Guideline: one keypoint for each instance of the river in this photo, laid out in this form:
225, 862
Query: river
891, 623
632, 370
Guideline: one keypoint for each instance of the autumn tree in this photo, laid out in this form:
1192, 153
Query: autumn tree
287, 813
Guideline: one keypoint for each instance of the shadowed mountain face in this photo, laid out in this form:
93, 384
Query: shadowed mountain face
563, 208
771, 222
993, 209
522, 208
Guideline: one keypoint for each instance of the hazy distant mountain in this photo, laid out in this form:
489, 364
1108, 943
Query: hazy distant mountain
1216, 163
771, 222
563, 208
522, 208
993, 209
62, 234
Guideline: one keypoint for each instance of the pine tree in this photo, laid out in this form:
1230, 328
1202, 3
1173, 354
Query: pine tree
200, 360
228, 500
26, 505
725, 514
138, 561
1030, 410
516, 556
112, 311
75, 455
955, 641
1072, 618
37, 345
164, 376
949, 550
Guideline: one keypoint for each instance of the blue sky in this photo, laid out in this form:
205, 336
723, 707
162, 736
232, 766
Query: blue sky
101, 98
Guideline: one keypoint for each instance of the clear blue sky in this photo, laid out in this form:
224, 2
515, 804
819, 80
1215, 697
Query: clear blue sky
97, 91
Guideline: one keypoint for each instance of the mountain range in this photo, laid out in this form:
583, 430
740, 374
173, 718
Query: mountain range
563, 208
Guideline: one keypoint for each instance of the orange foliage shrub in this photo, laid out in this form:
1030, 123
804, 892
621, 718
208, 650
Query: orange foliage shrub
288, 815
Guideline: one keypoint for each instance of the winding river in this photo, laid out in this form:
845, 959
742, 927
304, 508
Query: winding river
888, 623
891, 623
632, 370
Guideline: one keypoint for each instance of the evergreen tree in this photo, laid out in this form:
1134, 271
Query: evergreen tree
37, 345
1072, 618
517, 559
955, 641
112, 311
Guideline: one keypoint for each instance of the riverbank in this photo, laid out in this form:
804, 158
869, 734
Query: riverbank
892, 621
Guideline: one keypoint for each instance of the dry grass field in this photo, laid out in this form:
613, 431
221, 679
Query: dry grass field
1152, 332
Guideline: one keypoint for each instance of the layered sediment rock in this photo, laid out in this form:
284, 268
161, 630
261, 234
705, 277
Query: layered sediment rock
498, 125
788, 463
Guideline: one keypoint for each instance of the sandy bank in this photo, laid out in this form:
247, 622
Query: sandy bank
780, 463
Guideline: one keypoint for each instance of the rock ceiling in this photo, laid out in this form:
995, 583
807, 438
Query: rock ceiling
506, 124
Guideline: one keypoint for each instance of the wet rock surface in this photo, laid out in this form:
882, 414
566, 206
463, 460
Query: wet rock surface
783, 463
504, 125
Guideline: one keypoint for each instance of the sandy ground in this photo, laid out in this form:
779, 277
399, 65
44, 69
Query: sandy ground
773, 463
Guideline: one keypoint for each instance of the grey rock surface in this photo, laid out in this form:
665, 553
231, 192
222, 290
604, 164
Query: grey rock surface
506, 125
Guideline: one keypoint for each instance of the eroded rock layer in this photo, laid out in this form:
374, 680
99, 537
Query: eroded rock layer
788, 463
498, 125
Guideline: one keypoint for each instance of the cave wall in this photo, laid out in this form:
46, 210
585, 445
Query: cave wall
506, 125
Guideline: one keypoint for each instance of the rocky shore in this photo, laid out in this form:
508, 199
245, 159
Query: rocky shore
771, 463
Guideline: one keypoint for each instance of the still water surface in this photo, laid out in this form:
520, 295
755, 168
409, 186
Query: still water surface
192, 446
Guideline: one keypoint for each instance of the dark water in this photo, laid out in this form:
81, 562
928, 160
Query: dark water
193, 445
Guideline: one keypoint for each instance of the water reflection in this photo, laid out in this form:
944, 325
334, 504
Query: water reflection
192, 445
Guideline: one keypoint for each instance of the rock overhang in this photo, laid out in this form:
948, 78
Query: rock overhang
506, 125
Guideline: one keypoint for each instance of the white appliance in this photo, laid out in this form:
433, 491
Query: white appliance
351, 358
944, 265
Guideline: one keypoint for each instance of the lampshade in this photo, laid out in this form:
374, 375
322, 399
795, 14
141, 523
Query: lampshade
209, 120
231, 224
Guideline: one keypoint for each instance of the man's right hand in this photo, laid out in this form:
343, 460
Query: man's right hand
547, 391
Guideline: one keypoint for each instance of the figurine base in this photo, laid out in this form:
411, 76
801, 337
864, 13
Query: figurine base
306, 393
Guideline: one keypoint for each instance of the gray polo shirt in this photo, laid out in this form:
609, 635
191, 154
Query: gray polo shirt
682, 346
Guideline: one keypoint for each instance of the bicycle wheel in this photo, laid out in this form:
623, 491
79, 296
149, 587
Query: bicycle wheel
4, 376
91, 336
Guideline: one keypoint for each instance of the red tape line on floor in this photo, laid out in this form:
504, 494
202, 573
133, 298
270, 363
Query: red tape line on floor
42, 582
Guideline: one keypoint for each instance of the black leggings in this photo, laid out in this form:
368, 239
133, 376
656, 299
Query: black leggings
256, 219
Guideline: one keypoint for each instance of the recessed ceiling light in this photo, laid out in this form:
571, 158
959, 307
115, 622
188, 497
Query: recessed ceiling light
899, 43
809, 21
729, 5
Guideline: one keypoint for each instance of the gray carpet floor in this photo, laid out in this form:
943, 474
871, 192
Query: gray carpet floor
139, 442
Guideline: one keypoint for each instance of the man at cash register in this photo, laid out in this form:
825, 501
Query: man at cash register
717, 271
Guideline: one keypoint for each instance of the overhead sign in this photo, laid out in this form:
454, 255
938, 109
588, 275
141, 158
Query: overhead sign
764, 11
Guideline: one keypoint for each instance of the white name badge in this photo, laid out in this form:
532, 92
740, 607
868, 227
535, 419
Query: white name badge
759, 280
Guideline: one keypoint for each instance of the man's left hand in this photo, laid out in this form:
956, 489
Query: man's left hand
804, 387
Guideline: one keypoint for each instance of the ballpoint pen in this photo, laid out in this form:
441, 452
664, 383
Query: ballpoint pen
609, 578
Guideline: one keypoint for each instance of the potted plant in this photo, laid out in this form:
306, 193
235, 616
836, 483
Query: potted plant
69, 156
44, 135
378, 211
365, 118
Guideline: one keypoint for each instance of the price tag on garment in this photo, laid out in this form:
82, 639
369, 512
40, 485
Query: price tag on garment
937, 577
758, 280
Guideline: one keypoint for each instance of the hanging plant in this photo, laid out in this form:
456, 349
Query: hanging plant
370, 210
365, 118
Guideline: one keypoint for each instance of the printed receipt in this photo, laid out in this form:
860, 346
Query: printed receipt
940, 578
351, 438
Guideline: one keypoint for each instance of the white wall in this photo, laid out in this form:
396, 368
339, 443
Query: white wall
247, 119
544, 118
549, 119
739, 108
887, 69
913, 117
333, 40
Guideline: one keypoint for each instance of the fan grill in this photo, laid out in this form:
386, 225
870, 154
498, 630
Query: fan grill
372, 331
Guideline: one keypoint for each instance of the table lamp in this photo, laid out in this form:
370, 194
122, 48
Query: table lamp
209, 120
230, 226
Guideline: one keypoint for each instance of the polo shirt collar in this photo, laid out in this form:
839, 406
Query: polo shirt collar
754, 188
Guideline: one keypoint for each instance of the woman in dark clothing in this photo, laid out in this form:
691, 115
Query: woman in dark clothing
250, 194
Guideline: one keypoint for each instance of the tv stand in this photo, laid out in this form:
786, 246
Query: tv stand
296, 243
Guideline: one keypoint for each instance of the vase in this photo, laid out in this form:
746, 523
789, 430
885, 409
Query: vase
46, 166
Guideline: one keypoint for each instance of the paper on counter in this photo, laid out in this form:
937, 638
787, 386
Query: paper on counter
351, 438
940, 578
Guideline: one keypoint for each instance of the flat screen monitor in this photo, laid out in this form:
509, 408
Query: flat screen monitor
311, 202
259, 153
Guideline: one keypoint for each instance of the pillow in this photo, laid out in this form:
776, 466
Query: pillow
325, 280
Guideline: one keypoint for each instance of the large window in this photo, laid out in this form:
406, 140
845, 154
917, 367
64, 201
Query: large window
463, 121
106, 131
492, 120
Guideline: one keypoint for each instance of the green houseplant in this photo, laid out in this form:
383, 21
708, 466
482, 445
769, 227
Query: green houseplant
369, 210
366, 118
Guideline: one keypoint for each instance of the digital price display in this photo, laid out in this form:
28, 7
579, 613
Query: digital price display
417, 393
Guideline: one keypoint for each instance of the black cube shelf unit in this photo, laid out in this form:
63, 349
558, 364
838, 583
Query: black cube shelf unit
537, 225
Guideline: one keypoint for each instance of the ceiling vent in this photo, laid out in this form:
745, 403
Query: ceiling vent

= REQUIRED ACTION =
Your answer should consist of each line above in which "vent" appears.

= REPLY TO THE EXERCISE =
Guideline: one keypoint for each instance of the ceiling vent in this photo, laid out in this form:
Query: ceiling vent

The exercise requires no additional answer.